Passage —
It can be argued that any movie targeted to American audiences is still corrupted by subjectivity. However, given that America is probably the most culturally diverse country in the world, the closest Hollywood artists can come to falling into that trap is to replicate human behavior believably for the segment of American society that has the largest amount of disposable income. Hollywood action movies in particular are notorious for physical inconsistencies and logical fallacies. However, those are still confined to the audience’s lack of understanding of the external world. Since the audience members still see human behavior all around them every minute of their waking lives, the human behavior artists replicate around such inconsistencies still has to be realistic, given that those things were possible. If a shotgun blast could knock a person back 10 feet, how would he react to it?
The body of evidence used to create a character must be universal. All information presented about the character has to be incorporated into the character in order to make him realistic. To do otherwise would create logical fallacies in the character. That in turn can lead to holes in the plot. Since the plot of a movie is created by the reaction of the characters to events and each other’s actions—environmental pressures, in other words—if the artists ignore some of the evidence presented about a character, the audience will feel like the character isn’t believable, even they don’t know why.
This can be seen in the behavior of the character while he is interacting directly with other characters or his surroundings. It can also be seen in behavior that’s implied but never shown. Back-stories that are given about characters are an obvious example. A back-story about a character can be a general overview of his history or of how he dealt with a situation that isn’t retold in as much detail as the events in the movie. Either of those possibilities implies choices the character made, and thereby present information about the character.
Information can be supplied about characters more indirectly still by things like costuming, makeup, hair, and props. If a character is wearing certain clothing, it implies that he made the choice to put on that clothing. Why did he choose to put on that clothing? If he had a choice among articles of clothing, why did he choose the ones he did? If he didn’t have a choice, why didn’t he have a choice? Why do the clothes he’s wearing look the way they do? All of those choices present information about the character.
The body of evidence that is used to create the character has to be self-consistent in the way that all the evidence fits together, and in the patterns of behavior it predicts. Universality and self-consistency in character creation are essentially inseparable. If the actor’s use of information isn’t universal, the information presented to the audience versus the information the actor uses in replicating the character’s behavior won’t be self-consistent. If his behavior isn’t self-consistent, often it will conflict with information presented to the audience.
Behavior that isn’t self-consistent can be seen in any amateur theatre company. Amateur actors look like people pretending to be other people. No matter how good of a job amateur actors do of imitating performances given by professional actors, if they don’t know the trick of creating their characters and getting into them, the end result will be that all of the actions they take in the part of their characters won’t be the characters’ actions. The easiest way to recognize this is that the big actions the actor takes will be consistent with his character, but his little actions (such as his posture and his use of his hands while not talking) will be consistent with himself in real life. Also, the tones of voice and other emotional communication he uses in the part of his character will be generally close to realistic but will lack subtle texture and fine detail. The result of that will be a two-dimensional performance—a representation of human behavior, as opposed to a replication of human behavior.

Tasks and exercises —
a) Repeat word for word the portion of the acting passage that begins at the words "This can be" and stops after "thereby present information about the character.".
b) Answer these questions using the acting passage:
(i) Which two qualities of character creation does it call essentially inseparable?
(ii) What four things does it list as supplying information about characters more indirectly?
(iii) What does it give as examples of an amateur actor's little actions?
Rely only on the acting passage and nothing else.

Data entries:
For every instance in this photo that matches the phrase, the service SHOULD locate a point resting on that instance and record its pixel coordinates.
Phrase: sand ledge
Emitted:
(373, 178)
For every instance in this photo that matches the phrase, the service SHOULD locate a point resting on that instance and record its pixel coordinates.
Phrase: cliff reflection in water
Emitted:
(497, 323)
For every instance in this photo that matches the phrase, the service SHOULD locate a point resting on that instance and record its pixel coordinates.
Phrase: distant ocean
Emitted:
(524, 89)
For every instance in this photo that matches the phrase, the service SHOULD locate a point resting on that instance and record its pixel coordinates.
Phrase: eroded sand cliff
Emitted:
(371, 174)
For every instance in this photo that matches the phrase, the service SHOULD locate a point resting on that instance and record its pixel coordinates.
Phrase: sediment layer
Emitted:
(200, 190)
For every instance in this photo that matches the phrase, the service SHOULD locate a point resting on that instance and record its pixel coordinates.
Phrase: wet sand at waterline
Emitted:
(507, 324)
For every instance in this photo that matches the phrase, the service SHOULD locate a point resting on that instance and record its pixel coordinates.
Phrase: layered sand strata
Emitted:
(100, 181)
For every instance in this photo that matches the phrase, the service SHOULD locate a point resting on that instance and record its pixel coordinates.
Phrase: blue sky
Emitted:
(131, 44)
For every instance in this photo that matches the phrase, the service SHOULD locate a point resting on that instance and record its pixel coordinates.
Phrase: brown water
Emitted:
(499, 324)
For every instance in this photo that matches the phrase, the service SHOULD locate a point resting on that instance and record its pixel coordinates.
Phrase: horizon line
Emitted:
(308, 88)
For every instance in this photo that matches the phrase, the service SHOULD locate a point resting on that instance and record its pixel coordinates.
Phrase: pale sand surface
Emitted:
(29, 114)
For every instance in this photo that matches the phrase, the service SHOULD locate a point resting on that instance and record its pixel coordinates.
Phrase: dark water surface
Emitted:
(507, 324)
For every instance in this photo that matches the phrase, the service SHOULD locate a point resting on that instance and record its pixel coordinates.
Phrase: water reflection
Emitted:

The responses —
a)
This can be seen in the behavior of the character while he is interacting directly with other characters or his surroundings. It can also be seen in behavior that’s implied but never shown. Back-stories that are given about characters are an obvious example. A back-story about a character can be a general overview of his history or of how he dealt with a situation that isn’t retold in as much detail as the events in the movie. Either of those possibilities implies choices the character made, and thereby present information about the character.

b)
(i) Universality and self-consistency.
(ii) Costuming, makeup, hair, and props.
(iii) His posture and his use of his hands while not talking.